[TO BE DONE] Copy every line from the one containing "Objective — one marker on every instance of the baseboard" through the last line of the records below, both included, and nothing else.

[RECORDS FOR THIS EXERCISE]
....................

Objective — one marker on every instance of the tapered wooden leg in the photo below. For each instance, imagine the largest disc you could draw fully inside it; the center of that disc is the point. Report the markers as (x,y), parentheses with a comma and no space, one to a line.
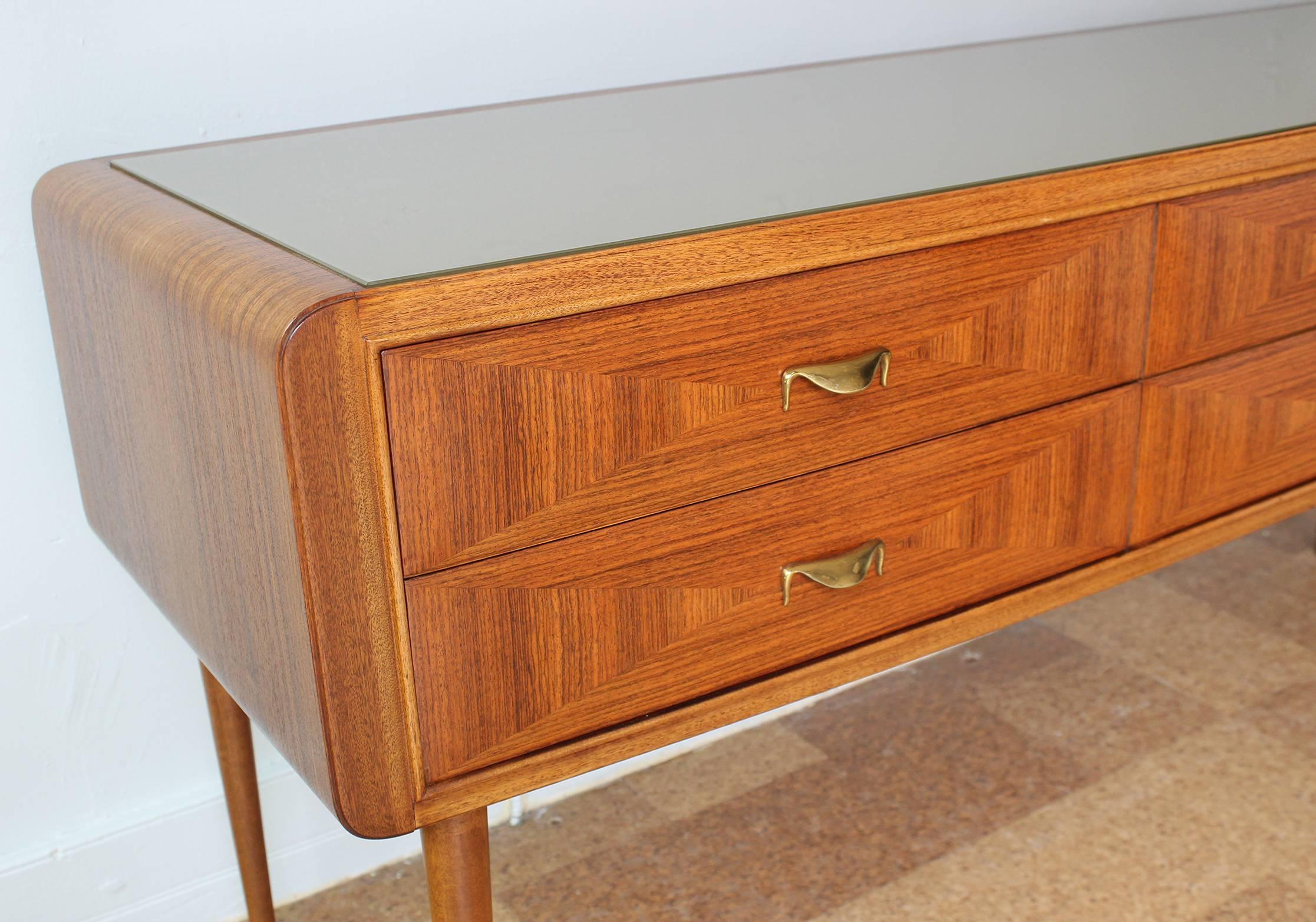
(238,766)
(457,866)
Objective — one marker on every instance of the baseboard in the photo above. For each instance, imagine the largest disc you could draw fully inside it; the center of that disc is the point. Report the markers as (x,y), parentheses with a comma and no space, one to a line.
(181,864)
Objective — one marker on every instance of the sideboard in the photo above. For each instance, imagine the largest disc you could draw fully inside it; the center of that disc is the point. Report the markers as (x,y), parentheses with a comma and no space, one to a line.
(477,450)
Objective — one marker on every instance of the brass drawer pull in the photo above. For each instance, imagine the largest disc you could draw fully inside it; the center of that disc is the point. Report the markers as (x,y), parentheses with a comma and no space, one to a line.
(839,573)
(845,376)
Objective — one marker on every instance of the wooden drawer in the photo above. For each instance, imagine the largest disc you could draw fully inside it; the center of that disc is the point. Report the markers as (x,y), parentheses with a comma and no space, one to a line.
(1233,269)
(515,437)
(1224,433)
(544,645)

....................

[RESPONSE]
Objective — one marker on every instance of the baseboard in the photo above. For each instance, imagine the largest disc you could draw fully inside it; the center of that disc is the point. Report the markers as (x,y), parentheses with a comma and no space, one to a line.
(181,864)
Objective — one marker on every instance of the sideboard in the photo above. For each instance, imagine the largest disc you could draw fully inside it; the center of that disc is the point. Report the markers as (x,y), parentheses with a comma and no space, one to a line.
(477,450)
Objective — one marker on every instance of the brass drawer pull in the photo above. For each instance, imagine the largest disc you could draw fully inside it; the center of that disc is the point. Report the markers as (x,y), parentheses with a comma and no space, one to a line.
(839,573)
(845,376)
Objective — one marker on every instance of the wooden drawer in the photo above. For each instance, imagine the largest disc you could draw fully inside it; the center of that disc is the point. Report the markers as (x,y), parentheses with a comma and no space, one to a line.
(1233,269)
(515,437)
(1224,433)
(544,645)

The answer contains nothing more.